What is needed
Render the items below as a two-column CSV with the header row text,answer and one row per item. Put the item's text and its answer each in a single quoted field, with any line breaks replaced by spaces.

Input data
════════════════════

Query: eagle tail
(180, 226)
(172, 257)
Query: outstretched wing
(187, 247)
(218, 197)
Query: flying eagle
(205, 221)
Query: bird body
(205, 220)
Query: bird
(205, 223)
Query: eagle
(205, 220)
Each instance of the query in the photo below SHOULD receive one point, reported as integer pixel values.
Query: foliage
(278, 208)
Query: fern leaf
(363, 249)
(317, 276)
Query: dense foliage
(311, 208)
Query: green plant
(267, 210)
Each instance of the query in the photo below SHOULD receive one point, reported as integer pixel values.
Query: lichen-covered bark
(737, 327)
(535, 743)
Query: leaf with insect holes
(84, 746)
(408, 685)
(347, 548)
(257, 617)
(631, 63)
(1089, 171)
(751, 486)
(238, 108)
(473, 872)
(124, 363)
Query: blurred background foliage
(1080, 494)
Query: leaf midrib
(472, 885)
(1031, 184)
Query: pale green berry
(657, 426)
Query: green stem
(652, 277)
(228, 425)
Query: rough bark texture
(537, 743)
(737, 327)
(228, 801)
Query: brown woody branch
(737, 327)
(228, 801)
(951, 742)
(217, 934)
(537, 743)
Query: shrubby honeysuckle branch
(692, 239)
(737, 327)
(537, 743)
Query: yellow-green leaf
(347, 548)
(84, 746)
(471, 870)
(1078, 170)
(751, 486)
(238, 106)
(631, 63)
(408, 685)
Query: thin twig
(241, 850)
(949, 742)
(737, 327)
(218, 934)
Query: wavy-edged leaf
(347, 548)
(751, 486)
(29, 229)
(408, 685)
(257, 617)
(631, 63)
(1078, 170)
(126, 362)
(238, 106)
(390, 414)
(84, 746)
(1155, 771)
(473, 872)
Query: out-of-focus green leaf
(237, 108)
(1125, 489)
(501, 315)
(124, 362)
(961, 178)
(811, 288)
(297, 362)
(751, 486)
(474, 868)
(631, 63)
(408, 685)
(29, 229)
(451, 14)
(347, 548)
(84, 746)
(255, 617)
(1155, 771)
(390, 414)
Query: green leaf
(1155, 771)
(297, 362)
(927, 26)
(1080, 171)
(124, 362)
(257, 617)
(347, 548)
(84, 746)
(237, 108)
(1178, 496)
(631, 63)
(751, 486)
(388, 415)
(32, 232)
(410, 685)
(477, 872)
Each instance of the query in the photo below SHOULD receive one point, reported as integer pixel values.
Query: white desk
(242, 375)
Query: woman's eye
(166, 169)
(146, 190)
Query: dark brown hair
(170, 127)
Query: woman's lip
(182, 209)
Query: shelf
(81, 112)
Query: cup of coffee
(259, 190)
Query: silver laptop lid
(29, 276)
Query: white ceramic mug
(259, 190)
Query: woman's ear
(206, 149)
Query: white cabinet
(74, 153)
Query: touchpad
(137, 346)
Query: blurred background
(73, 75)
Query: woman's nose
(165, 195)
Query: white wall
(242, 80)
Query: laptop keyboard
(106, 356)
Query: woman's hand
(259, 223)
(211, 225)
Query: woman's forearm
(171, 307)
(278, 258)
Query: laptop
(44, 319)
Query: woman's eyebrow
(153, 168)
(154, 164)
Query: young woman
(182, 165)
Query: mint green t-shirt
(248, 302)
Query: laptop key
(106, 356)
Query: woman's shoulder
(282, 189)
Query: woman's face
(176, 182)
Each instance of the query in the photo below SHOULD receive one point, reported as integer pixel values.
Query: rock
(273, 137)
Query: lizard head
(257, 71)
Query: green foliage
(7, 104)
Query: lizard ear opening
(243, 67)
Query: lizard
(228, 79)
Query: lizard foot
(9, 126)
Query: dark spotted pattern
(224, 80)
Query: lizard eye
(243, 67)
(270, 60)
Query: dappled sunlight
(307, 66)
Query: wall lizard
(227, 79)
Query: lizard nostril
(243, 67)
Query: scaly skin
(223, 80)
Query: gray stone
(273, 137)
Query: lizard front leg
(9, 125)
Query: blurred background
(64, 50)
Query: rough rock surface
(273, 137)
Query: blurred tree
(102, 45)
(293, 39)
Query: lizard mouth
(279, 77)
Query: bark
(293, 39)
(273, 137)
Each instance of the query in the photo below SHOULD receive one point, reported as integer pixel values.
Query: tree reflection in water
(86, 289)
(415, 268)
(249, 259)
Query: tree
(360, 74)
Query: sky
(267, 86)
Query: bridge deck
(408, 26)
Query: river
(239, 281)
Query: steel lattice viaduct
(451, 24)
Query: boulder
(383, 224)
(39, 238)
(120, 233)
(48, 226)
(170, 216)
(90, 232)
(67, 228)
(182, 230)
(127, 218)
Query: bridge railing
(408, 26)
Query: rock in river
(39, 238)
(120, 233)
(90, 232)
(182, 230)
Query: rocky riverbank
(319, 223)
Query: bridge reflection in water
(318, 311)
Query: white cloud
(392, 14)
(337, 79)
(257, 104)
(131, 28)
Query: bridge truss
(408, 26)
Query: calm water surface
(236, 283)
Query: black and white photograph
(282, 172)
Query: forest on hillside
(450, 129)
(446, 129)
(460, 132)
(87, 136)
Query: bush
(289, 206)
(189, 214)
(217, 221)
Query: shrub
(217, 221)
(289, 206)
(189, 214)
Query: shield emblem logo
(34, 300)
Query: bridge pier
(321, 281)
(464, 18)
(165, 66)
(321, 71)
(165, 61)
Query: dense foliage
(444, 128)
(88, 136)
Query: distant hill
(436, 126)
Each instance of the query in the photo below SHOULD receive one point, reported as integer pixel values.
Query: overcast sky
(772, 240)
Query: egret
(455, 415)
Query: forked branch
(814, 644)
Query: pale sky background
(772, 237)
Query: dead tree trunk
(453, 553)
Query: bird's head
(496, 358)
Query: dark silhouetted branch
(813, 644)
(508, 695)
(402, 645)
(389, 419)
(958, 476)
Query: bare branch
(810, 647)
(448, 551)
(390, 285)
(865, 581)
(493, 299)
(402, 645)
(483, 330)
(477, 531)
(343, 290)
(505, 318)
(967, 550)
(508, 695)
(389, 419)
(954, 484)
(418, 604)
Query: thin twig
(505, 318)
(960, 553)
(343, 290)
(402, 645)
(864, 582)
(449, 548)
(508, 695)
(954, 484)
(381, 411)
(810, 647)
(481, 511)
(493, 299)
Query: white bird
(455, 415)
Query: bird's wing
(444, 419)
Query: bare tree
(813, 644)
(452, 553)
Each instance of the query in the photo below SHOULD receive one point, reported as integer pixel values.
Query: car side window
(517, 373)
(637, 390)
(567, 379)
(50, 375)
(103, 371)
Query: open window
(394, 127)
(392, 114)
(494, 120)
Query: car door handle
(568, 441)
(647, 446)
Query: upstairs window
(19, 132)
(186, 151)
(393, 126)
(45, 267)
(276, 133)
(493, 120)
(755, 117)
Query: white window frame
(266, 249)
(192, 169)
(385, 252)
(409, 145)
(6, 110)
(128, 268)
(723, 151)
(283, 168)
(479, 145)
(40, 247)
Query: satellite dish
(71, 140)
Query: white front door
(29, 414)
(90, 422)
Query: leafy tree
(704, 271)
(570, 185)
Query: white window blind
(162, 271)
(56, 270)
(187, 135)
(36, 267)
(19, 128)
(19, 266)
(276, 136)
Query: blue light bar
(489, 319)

════════════════════

Answer
text,answer
"Query: eagle tail","(180, 226) (172, 257)"
"Query: outstretched wing","(187, 247) (218, 197)"
"Query: flying eagle","(205, 221)"
"Query: bird body","(205, 220)"
"Query: bird","(205, 223)"
"Query: eagle","(205, 220)"
"Each instance of the query in the photo below SHOULD receive one point, reported as integer pixel values. Query: foliage","(278, 208)"
"Query: fern leaf","(363, 249) (317, 276)"
"Query: dense foliage","(311, 208)"
"Query: green plant","(267, 210)"
"Each instance of the query in the photo below SHOULD receive one point, reported as integer pixel values. Query: lichen-covered bark","(737, 327) (535, 743)"
"Query: leaf with insect holes","(84, 746) (408, 685) (347, 548) (257, 617) (631, 63) (1089, 171) (751, 486) (238, 108) (473, 872) (124, 363)"
"Query: blurred background foliage","(1080, 494)"
"Query: leaf midrib","(472, 885) (1031, 184)"
"Query: pale green berry","(657, 426)"
"Query: green stem","(652, 277) (228, 425)"
"Query: rough bark texture","(537, 743) (737, 327) (228, 801)"
"Query: brown woody branch","(737, 327) (228, 801) (951, 742) (217, 934) (537, 743)"
"Query: shrubby honeysuckle branch","(692, 239) (737, 327) (537, 743)"
"Query: yellow-green leaf","(347, 548) (84, 746) (471, 870) (1078, 170) (751, 486) (238, 106) (631, 63) (408, 685)"
"Query: thin twig","(241, 850) (949, 742) (737, 327) (218, 934)"
"Query: wavy-edged leaf","(347, 548) (751, 486) (29, 229) (408, 685) (257, 617) (631, 63) (1078, 170) (126, 362) (238, 106) (390, 414) (84, 746) (1155, 771) (473, 872)"
"Query: out-of-focus green leaf","(237, 108) (1125, 489) (501, 315) (124, 362) (961, 178) (811, 288) (297, 362) (751, 486) (474, 868) (631, 63) (408, 685) (29, 229) (451, 14) (347, 548) (84, 746) (255, 617) (1155, 771) (390, 414)"
"Query: green leaf","(1155, 771) (297, 362) (927, 26) (1080, 171) (124, 362) (257, 617) (347, 548) (84, 746) (237, 108) (1178, 496) (631, 63) (751, 486) (388, 415) (32, 232) (410, 685) (477, 872)"
"Each instance of the query in the photo below SHOULD receive one point, reported as integer pixel values. Query: white desk","(242, 375)"
"Query: woman's eye","(166, 169) (146, 190)"
"Query: dark brown hair","(170, 127)"
"Query: woman's lip","(182, 209)"
"Query: shelf","(81, 112)"
"Query: cup of coffee","(259, 190)"
"Query: silver laptop lid","(29, 276)"
"Query: white ceramic mug","(259, 190)"
"Query: woman's ear","(206, 149)"
"Query: white cabinet","(74, 153)"
"Query: touchpad","(137, 346)"
"Query: blurred background","(73, 75)"
"Query: woman's nose","(165, 195)"
"Query: white wall","(242, 80)"
"Query: laptop keyboard","(106, 356)"
"Query: woman's hand","(259, 223) (211, 225)"
"Query: woman's forearm","(171, 307) (278, 258)"
"Query: laptop","(44, 319)"
"Query: woman's eyebrow","(153, 168) (154, 164)"
"Query: young woman","(182, 165)"
"Query: mint green t-shirt","(248, 302)"
"Query: laptop key","(106, 356)"
"Query: woman's shoulder","(282, 189)"
"Query: woman's face","(176, 182)"
"Each instance of the query in the photo below SHOULD receive one point, reported as integer pixel values. Query: rock","(273, 137)"
"Query: lizard head","(257, 71)"
"Query: green foliage","(7, 104)"
"Query: lizard ear opening","(243, 67)"
"Query: lizard","(228, 79)"
"Query: lizard foot","(9, 126)"
"Query: dark spotted pattern","(224, 80)"
"Query: lizard eye","(243, 67) (270, 60)"
"Query: dappled sunlight","(307, 66)"
"Query: wall lizard","(227, 79)"
"Query: lizard nostril","(243, 67)"
"Query: scaly skin","(223, 80)"
"Query: gray stone","(273, 137)"
"Query: lizard front leg","(9, 125)"
"Query: blurred background","(64, 50)"
"Query: rough rock surface","(273, 137)"
"Query: blurred tree","(102, 45) (293, 39)"
"Query: lizard mouth","(279, 77)"
"Query: bark","(293, 39) (273, 137)"
"Each instance of the query in the photo below SHOULD receive one point, reported as integer pixel values. Query: tree reflection in water","(86, 289) (415, 268) (249, 259)"
"Query: tree","(360, 74)"
"Query: sky","(267, 86)"
"Query: bridge deck","(408, 26)"
"Query: river","(239, 281)"
"Query: steel lattice viaduct","(451, 24)"
"Query: boulder","(383, 224) (39, 238) (120, 233) (48, 226) (170, 216) (90, 232) (67, 228) (182, 230) (127, 218)"
"Query: bridge railing","(408, 26)"
"Query: rock in river","(39, 238) (120, 233) (90, 232) (182, 230)"
"Query: rocky riverbank","(319, 223)"
"Query: bridge reflection in water","(318, 311)"
"Query: white cloud","(392, 14) (337, 79) (257, 104) (131, 28)"
"Query: bridge truss","(408, 26)"
"Query: calm water surface","(236, 283)"
"Query: black and white photograph","(282, 172)"
"Query: forest on hillside","(450, 129) (446, 129) (460, 132) (87, 136)"
"Query: bush","(289, 206) (189, 214) (217, 221)"
"Query: shrub","(217, 221) (289, 206) (189, 214)"
"Query: shield emblem logo","(34, 300)"
"Query: bridge pier","(321, 281) (464, 18) (165, 66) (321, 71) (165, 61)"
"Query: dense foliage","(444, 128) (88, 136)"
"Query: distant hill","(436, 126)"
"Each instance of the query in the photo below SHOULD receive one point, reported as integer pixel values. Query: overcast sky","(772, 240)"
"Query: egret","(455, 415)"
"Query: forked branch","(814, 644)"
"Query: pale sky background","(772, 237)"
"Query: dead tree trunk","(453, 553)"
"Query: bird's head","(496, 358)"
"Query: dark silhouetted branch","(813, 644) (508, 695) (402, 645) (389, 419) (958, 476)"
"Query: bare branch","(810, 647) (448, 551) (390, 285) (865, 581) (493, 299) (402, 645) (483, 330) (477, 531) (343, 290) (505, 318) (967, 550) (508, 695) (389, 419) (954, 484) (418, 604)"
"Query: thin twig","(505, 318) (960, 553) (343, 290) (402, 645) (864, 582) (449, 548) (508, 695) (954, 484) (381, 411) (810, 647) (481, 511) (493, 299)"
"Query: white bird","(455, 415)"
"Query: bird's wing","(444, 419)"
"Query: bare tree","(813, 644) (452, 553)"
"Each instance of the query in the photo below SHOULD receive one point, reported as integer pixel values. Query: car side window","(517, 373) (637, 390) (567, 379) (50, 375) (103, 371)"
"Query: open window","(394, 127) (392, 114) (494, 120)"
"Query: car door handle","(568, 441) (647, 446)"
"Query: upstairs window","(19, 132) (186, 151) (393, 126) (45, 267) (276, 133) (493, 120) (755, 117)"
"Query: white window frame","(266, 249) (192, 169) (385, 252) (409, 145) (6, 110) (128, 268) (723, 151) (283, 168) (479, 145) (40, 247)"
"Query: satellite dish","(71, 140)"
"Query: white front door","(29, 414) (90, 422)"
"Query: leafy tree","(704, 271) (570, 185)"
"Query: white window blind","(162, 271) (56, 270) (187, 135) (36, 267) (19, 128) (19, 266) (276, 136)"
"Query: blue light bar","(489, 319)"